§ Problem to work on
In the binding site prediction notes, copy the part between "Authors: Krivak et" and "a force field.", inclusive, substituting "binding site prediction" for "pocket prediction".

:: Passage provided ::

Authors: Krivak et al.

Year: 2018

paper

Given a 3D protein structure, the task is to return a list of sub-structures that are likely to accomodate a ligand (small molecule). These sites are also known as ‘pockets’ or cavities. Most popular exisitng tools include:

  • Fpocket: geometric tool which filters spheres placed around the protein
  • MetaPocket: Aggregates results obtained from different published algorithms
  • DeepSite: deep learning model for pocket prediction. CNN Trained on structures from sc-PDB.
  • SiteHound: energy-based method, probes regions on the surface for interaction strength with a force field.

Template-based methods rely on the assumption that similar protein structures will bind similar ligands. These are most widely used methods since they will generaly give informative results that improve as more pockts are crystallized. Template based methods face two challenges: speed and the upper bound in prediction diversity coming from the fixed library of homologous proteins to draw from. Machine learning methods promise to resolve the dilemma between template-based and template-free methods.

Another family of approaches tries to predit binding sites at the residue level. Each residue on the protein is treated as a binary classification task (binding/non-binding). These are evaluated in terms of standard binary classification metrics.

There are some tradeoffs between the pocket-based and residue-based views of the task. First, the definition of a pocket is arbitrary and residue-based methods might lead to predicting single larger pockets than many smaller ones scattered throughout the protein.

Dataset construction is also a challenge for binding site prediction. Assuming that binding events observed in PDB represent all possible positive binding examples and the rest are negatives is highly unlikely. This is because not seeing a protein bind a certain ligand (or observing a pocket without a ligand) could very likely be due to the fact that the protein was never exposed to the appropriate ligand. The authors identify the CHEN11 dataset which tries to get around this problem. CHEN11 adds positive binding sites to a given protein by mapping the structure to all homologous structures. In other words, any protein that is found to share structural homology injects its binding sites to the current protein. This is thought to reduce the number of false negatives.

P2Rank trains a random forest regressor on CHEN11 and other datasets by computing a vector of chemical features for points sampled around the protein and outputting a ‘ligandability’ score.

Performance is evaluated using the DCC score (distance between predicted pocket and nearest ligand)

Data splitting is done using SCOP such that at most 1 member per family is included in the training set. Several of the other datasets (CHEN11, JOINED, COACH420, HOLO4K) have their own splitting rules. Others use sequence homology thresholds for splitting.

:::
:: Dataset ::

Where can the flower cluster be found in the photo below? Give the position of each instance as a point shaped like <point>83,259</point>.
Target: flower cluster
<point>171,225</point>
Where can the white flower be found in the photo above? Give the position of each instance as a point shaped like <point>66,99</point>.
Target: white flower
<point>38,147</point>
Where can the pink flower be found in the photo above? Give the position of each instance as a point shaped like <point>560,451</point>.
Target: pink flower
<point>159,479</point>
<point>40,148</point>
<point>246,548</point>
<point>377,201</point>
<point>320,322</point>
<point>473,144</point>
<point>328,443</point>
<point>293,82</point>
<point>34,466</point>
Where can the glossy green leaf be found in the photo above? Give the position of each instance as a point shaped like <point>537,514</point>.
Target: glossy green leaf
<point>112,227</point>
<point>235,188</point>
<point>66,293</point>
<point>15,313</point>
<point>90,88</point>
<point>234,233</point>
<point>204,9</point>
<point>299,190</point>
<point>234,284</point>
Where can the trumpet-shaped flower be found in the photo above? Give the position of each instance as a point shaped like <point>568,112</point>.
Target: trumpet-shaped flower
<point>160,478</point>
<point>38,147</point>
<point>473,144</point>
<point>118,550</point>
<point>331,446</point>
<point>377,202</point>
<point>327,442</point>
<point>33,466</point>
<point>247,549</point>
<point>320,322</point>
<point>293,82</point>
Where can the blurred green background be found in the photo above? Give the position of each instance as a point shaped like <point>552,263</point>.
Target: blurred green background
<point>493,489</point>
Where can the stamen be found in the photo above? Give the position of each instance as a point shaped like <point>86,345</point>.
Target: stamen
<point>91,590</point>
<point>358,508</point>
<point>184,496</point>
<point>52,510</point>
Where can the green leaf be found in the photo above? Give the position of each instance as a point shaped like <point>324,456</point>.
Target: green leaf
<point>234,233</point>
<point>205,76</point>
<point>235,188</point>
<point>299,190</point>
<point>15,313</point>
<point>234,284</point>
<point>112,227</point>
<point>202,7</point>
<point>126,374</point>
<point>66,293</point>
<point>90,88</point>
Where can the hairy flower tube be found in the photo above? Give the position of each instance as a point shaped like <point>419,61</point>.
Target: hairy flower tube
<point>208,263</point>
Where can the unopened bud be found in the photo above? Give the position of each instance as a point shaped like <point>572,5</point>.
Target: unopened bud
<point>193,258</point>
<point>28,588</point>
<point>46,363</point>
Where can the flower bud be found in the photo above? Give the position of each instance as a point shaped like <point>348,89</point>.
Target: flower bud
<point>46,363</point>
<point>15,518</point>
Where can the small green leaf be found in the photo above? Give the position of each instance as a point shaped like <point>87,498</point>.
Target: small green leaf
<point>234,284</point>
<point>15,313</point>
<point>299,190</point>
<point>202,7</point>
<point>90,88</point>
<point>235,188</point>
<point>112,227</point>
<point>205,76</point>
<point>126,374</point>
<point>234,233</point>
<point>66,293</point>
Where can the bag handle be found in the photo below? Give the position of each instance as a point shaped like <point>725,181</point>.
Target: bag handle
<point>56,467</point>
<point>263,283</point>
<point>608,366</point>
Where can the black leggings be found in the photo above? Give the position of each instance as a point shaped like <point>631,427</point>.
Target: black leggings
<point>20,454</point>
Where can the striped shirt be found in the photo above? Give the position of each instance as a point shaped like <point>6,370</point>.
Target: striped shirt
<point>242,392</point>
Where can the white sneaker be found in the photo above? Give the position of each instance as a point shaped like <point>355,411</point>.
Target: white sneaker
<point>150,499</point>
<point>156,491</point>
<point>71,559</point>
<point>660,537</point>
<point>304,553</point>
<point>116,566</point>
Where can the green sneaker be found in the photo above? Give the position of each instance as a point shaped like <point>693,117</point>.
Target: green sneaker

:::

§ Answer space
Authors: Krivak et al.

Year: 2018

paper

Given a 3D protein structure, the task is to return a list of sub-structures that are likely to accomodate a ligand (small molecule). These sites are also known as ‘pockets’ or cavities. Most popular exisitng tools include:

  • Fpocket: geometric tool which filters spheres placed around the protein
  • MetaPocket: Aggregates results obtained from different published algorithms
  • DeepSite: deep learning model for binding site prediction. CNN Trained on structures from sc-PDB.
  • SiteHound: energy-based method, probes regions on the surface for interaction strength with a force field.